Data listing →
........

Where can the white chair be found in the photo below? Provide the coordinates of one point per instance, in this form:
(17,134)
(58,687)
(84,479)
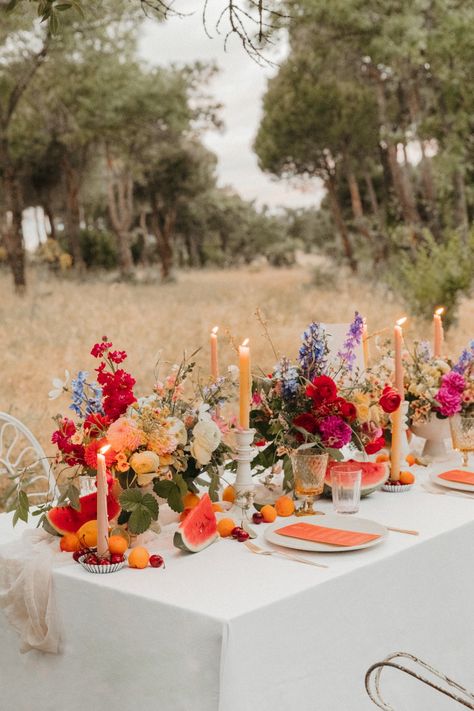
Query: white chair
(23,462)
(451,688)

........

Please arrange every line of the material above as a JSON list of strings, one string per line, with blank lines and the pictures left out.

Finished answer →
[
  "Where can the white chair be found in the photo below? Provide the coordinates of one point per instance, in this form:",
  "(17,134)",
  "(58,687)",
  "(84,479)",
  "Query: white chair",
  "(23,462)",
  "(451,688)"
]